▶ **The exercise**: Update the lines from the one with "Where can you see the girl's" to the one with "column 733, row 318" so that "girl's face" becomes "child's face". Leave everything else as it is.

* BEGIN *

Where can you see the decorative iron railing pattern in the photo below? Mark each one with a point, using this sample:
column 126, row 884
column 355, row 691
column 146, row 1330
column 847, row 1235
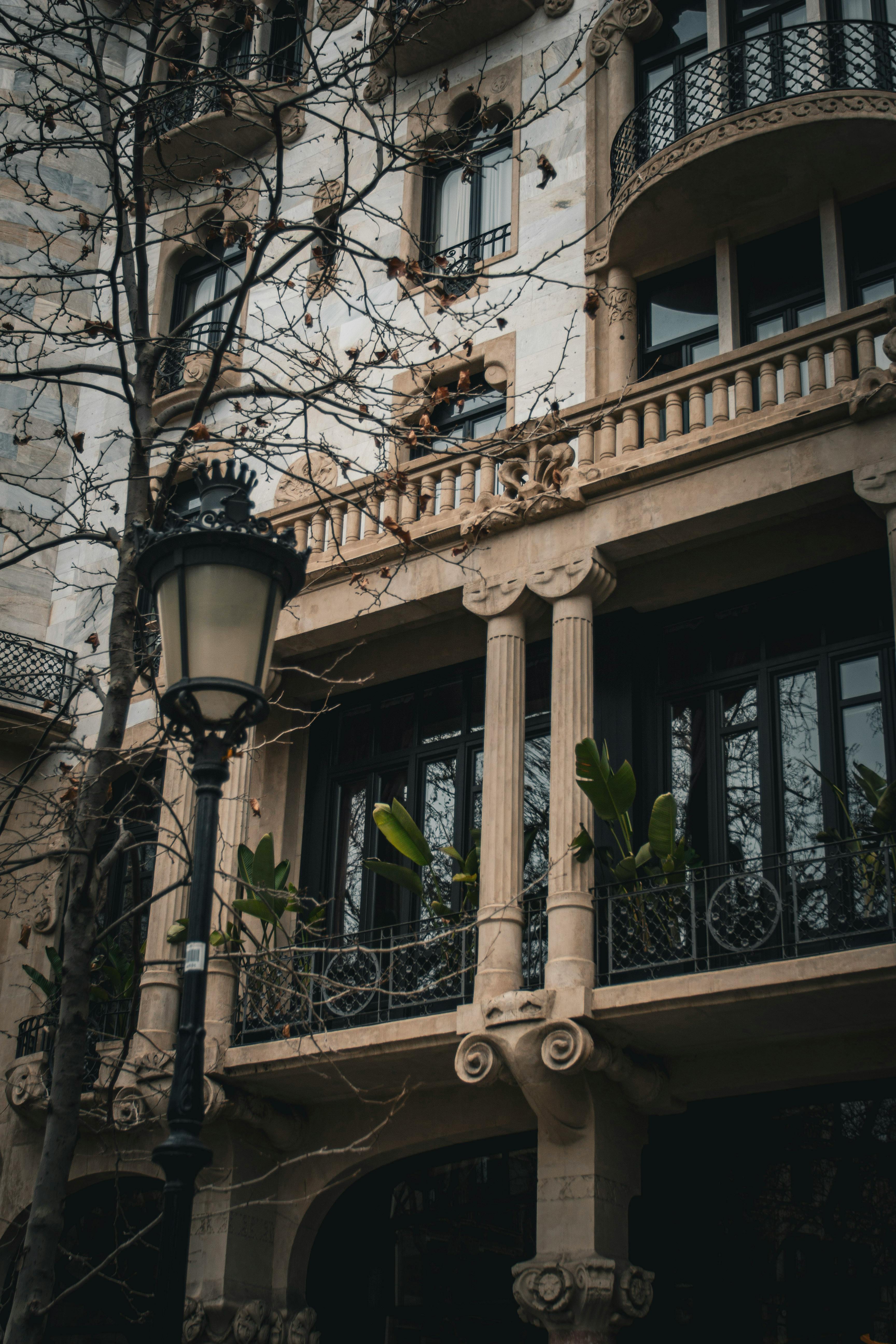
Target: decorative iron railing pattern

* END *
* BEGIN *

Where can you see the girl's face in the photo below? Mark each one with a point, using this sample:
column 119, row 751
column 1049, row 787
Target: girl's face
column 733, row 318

* END *

▶ **Problem solution**:
Where can you see the child's face in the photo below? Mark each one with a point, using this sample:
column 119, row 751
column 1049, row 787
Target: child's face
column 733, row 318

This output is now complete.